_Directions for this task_: Rewrite the lines of the entries from the one containing "the person standing." through the end of the entries, both ends included, as a JSON list of strings with one string per line and no blank lines.

Collected data
● ● ● ● ●

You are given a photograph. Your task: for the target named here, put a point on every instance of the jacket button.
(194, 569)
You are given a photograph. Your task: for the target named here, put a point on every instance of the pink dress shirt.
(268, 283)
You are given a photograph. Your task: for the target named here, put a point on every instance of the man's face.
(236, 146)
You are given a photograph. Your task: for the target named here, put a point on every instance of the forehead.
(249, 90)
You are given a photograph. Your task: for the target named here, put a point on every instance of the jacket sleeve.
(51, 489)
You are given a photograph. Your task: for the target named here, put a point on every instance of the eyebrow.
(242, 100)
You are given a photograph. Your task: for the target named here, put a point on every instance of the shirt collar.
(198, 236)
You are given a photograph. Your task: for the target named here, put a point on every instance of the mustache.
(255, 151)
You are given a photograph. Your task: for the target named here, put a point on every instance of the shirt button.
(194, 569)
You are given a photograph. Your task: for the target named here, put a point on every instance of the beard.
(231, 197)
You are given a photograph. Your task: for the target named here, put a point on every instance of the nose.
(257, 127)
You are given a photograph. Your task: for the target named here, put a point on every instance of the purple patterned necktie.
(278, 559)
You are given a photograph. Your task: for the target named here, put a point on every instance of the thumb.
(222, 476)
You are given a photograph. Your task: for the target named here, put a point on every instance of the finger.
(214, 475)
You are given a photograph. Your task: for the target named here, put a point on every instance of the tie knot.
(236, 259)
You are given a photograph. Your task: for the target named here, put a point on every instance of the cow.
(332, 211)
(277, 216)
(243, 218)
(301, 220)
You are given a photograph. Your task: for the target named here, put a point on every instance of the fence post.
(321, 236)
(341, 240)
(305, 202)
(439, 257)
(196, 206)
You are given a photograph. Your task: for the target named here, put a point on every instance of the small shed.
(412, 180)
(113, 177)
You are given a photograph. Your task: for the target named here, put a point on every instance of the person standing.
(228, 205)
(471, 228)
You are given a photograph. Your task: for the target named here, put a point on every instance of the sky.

● ● ● ● ●

_Correct answer_:
[
  "You are given a photograph. Your task: for the target named here, put a point on every instance of the person standing.",
  "(228, 205)",
  "(471, 228)",
  "You are given a photograph. Your task: for the target named here, put a point on every instance of the sky."
]